◆ **To do**
(a) In the passage on student evaluations of teaching, how much of the variability in teaching evaluations does the recent meta-analysis attribute to grades?
(b) Carry on the passage about student evaluations of teaching, starting after its last sentence.

◆ **Excerpted text**
+ + + + +
More disturbing is the research of Richard Arum and Josipa Roksa. They administered the Collegiate Learning Assessment, a cognitive test measuring critical thinking, complex reasoning and writing, to 2300 students at 24 universities in their first semester and at the end of their sophomore year. They found only limited improvement (.18 of a standard deviation, on average), and no improvement at all among 45% of the students. Of the behaviors they measured, only time spent studying was associated with cognitive gains.

Beginning in the 1980s, colleges and universities entered what is sometimes called the “student-as-consumer” era. Almost all of them began routinely administering student evaluations of teaching (SETs), and basing decisions about tenure and promotion of faculty members in part on their SETs. Social psychologist Wolfgang Stroebe, in an article entitled “Why Good Teaching Evaluations May Reward Bad Teaching,” argues that SETs are responsible for some of the grade inflation. Stroebe has organized the research on SETs around two hypotheses which he calls the bias assumption and the grading leniency assumption.

The Bias Assumption

It has long been known that higher student grades are associated with better evaluations, both within and between classes. That is, within a class, the students with the highest grades give the instructor the most favorable evaluations. When you compare different classes, those with the highest average grades also have the highest average SETs. A recent meta-analysis found that grades account for about 10% of the variability in teaching evaluations.

Since these data are correlational, their meaning is ambiguous. They were initially interpreted to mean that teaching effectiveness influences both grades and evaluations. If so, SETs are a valid measure of instructional quality. Stroebe’s bias assumption states that students give favorable evaluations in appreciation for having less work to do and higher grades, and that this is an important source of bias which undermines the validity of SETs.

Over the years, this debate has been a source of animosity among college faculty. It is probably the case that SET believers receive more favorable evaluations than SET skeptics. SET believers sometimes accuse SET skeptics of making excuses for their poor student evaluations, while skeptics suggest that believers are in denial about the possibility that their high ratings are obtained in part by ingratiating their students.

The obvious—but unethical—way to test the bias hypothesis is to manipulate students’ grades in order to see what effect this has on SETs. Back in the days before ethical review of research with human subjects became routine, there were a few studies that temporarily gave students false feedback about their grades. They found that grades did affect evaluations. For example, in one study, students in two large sections of General Psychology taught by the same instructor were graded on slightly different scales. The instructor received better evaluations in the section with the more generous grading scale.

There are several other research findings that, while correlational, are consistent with the bias hypothesis.
+ + + + +
◆ **Data items**
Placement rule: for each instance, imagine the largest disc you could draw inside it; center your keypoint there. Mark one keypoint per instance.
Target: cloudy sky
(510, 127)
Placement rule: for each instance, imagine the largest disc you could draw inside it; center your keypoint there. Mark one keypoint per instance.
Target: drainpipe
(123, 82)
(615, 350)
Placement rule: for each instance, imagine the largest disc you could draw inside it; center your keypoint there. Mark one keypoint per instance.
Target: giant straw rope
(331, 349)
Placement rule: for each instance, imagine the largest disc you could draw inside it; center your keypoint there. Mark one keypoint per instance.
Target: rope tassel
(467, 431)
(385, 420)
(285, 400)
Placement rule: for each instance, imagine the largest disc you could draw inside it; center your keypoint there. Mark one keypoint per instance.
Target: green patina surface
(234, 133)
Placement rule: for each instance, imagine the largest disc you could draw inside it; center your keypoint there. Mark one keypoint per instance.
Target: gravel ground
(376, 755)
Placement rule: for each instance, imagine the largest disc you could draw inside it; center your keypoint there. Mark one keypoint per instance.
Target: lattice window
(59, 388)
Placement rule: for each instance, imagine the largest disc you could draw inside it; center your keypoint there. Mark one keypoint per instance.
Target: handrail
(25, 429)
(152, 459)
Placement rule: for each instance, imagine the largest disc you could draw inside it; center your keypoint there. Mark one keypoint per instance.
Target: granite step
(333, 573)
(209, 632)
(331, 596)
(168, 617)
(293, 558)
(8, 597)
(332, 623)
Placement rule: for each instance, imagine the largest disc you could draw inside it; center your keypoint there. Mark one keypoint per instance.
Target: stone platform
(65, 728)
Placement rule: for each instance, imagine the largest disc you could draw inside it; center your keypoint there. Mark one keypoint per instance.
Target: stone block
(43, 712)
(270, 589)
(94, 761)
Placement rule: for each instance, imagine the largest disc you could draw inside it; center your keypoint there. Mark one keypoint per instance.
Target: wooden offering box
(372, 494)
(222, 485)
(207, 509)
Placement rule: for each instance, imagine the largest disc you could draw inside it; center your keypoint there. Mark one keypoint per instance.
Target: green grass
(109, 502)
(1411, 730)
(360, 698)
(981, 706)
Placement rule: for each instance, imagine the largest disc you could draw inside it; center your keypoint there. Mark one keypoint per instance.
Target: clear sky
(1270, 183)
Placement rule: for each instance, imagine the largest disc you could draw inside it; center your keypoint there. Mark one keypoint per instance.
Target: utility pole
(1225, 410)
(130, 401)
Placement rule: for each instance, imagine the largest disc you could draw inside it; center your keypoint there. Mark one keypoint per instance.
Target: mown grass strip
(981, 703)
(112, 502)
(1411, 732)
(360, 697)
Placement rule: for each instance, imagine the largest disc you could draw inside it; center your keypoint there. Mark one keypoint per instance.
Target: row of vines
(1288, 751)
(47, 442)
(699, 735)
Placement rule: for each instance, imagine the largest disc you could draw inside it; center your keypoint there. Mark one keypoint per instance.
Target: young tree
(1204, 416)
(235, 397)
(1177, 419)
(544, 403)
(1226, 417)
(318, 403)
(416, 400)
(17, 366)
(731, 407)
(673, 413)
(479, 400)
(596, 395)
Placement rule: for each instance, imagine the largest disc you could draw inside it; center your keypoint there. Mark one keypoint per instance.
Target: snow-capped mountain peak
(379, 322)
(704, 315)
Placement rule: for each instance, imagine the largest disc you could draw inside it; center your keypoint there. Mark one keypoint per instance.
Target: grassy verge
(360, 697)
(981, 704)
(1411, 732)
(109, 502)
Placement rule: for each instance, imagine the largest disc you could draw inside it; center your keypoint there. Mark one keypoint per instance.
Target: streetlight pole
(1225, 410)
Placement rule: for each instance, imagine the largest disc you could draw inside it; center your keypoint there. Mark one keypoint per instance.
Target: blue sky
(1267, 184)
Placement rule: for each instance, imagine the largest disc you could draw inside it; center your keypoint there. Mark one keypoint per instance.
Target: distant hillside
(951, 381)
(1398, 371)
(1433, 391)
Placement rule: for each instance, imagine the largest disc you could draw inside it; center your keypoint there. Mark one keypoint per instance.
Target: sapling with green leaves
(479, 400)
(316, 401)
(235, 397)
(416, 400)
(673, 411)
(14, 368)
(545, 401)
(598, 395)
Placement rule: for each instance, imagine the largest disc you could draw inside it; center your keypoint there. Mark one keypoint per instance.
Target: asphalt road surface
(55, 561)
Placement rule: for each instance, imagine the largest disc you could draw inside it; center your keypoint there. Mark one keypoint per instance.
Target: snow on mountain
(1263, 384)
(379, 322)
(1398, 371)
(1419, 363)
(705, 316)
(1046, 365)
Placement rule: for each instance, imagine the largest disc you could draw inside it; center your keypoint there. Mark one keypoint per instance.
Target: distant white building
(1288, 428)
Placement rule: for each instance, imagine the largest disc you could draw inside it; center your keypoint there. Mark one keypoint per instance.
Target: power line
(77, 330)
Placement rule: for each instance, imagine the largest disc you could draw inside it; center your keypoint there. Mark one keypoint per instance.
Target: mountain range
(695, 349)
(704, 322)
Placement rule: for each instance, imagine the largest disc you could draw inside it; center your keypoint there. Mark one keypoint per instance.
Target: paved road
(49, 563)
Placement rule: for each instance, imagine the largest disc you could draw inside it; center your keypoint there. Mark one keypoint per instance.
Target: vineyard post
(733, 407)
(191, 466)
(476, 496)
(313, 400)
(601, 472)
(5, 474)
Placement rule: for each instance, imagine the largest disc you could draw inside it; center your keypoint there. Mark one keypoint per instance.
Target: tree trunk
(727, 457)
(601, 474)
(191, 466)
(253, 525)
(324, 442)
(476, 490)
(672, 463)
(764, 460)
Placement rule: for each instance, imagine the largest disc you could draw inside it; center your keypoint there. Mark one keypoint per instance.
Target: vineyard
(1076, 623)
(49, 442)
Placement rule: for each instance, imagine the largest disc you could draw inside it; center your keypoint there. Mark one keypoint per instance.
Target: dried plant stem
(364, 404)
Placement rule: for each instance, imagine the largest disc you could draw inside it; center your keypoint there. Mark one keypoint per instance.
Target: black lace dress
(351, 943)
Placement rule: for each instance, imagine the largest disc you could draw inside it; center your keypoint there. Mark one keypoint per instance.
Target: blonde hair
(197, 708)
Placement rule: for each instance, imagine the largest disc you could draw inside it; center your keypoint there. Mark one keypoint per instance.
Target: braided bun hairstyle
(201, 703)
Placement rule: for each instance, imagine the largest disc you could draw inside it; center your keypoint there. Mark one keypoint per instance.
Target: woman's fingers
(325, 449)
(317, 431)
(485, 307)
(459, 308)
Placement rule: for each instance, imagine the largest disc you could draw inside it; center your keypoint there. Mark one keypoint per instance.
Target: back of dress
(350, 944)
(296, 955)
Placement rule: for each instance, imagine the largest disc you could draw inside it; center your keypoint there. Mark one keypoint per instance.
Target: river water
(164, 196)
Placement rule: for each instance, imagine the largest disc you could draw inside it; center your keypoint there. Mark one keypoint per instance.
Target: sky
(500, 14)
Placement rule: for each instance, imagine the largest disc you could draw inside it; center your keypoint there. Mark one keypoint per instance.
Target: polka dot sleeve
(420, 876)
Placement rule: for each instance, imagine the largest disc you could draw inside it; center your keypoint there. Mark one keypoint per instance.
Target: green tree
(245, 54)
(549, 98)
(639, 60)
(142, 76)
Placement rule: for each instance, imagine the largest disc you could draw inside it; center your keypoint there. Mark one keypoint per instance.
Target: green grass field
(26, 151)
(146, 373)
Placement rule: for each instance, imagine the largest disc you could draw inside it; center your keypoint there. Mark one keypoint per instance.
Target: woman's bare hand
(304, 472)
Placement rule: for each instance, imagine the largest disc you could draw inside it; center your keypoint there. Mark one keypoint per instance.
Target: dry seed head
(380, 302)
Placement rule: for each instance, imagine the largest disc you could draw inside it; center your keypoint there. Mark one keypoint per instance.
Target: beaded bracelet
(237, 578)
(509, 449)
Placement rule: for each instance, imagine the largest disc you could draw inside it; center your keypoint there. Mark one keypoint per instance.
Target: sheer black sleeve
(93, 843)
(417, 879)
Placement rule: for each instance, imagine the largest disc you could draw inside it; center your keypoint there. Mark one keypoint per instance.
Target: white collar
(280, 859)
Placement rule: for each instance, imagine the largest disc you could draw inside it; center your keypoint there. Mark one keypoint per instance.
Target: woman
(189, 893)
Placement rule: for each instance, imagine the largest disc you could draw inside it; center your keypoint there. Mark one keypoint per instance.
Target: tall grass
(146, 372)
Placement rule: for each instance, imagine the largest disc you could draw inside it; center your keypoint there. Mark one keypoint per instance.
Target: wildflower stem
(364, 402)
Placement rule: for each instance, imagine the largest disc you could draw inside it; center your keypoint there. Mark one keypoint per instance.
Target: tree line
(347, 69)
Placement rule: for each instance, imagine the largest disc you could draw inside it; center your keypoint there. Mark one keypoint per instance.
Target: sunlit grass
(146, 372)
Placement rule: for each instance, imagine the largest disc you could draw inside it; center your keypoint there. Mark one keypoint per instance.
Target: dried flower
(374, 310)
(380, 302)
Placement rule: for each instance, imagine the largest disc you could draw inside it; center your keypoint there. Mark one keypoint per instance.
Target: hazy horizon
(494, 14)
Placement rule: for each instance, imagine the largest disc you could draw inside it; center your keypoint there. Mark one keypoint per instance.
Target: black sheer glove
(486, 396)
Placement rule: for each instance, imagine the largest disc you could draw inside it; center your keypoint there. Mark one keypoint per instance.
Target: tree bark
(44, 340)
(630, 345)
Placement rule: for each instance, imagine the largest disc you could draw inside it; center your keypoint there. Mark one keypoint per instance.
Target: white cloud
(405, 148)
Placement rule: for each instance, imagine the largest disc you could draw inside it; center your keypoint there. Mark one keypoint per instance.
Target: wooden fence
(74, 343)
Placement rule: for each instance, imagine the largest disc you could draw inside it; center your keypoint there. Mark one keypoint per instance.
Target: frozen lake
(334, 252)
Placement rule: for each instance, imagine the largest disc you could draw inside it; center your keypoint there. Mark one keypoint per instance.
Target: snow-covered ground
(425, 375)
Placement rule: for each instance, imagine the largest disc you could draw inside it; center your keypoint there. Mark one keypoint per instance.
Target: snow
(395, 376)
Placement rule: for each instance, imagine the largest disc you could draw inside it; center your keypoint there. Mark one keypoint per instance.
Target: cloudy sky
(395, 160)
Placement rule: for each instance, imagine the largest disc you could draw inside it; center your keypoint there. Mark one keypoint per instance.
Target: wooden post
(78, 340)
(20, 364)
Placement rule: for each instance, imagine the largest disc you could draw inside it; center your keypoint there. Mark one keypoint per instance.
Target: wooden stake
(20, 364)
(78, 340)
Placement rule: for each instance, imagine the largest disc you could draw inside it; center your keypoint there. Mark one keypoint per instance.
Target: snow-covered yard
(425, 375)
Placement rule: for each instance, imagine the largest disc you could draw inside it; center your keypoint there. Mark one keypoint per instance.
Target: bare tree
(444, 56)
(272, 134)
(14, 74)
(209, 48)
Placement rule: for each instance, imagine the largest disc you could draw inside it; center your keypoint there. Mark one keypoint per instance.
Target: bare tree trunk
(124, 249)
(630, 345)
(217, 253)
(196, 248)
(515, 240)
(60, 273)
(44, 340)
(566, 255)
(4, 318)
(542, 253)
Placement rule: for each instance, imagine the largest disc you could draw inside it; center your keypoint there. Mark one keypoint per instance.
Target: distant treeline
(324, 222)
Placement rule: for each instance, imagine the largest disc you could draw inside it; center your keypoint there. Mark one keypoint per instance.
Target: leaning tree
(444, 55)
+ + + + +
◆ **Written responses**
(a) About 10%.

(b)
  • In the early 2000s, Wellesley College, concerned about grade inflation, instituted a policy requiring that average grades in introductory course be no higher than 3.33. This resulted in an immediate decline in grades. Average SETs declined significantly in the affected courses and departments.
  • Greenwald and Gillmore found that the grade a student expected affected not only ratings of teaching effectiveness, but also had significant effects on logically irrelevant factors such as ratings of the instructor’s handwriting, the audibility of his or her voice, and the quality of the classroom. This suggests that there is a general halo effect surrounding lenient instructors.
  • The website Rate My Professors (RMP) contains 15 million ratings of 1.4 miliion professors at 7000 colleges. Professors are rated on easiness, helpfulness, clarity, “hotness” and overall quality. Easiness—a question that is seldom asked on institutional evaluations—is defined on the website as the ability to get a high grade without working hard. RMP ratings closely match the institutional SET scores of the same professors. The two dimensions most highly correlated with overall quality are easiness (r = .62) and hotness (r = .64). Obviously, the professor’s physical attractiveness is another threat to the validity of student evaluations that is deserving of study.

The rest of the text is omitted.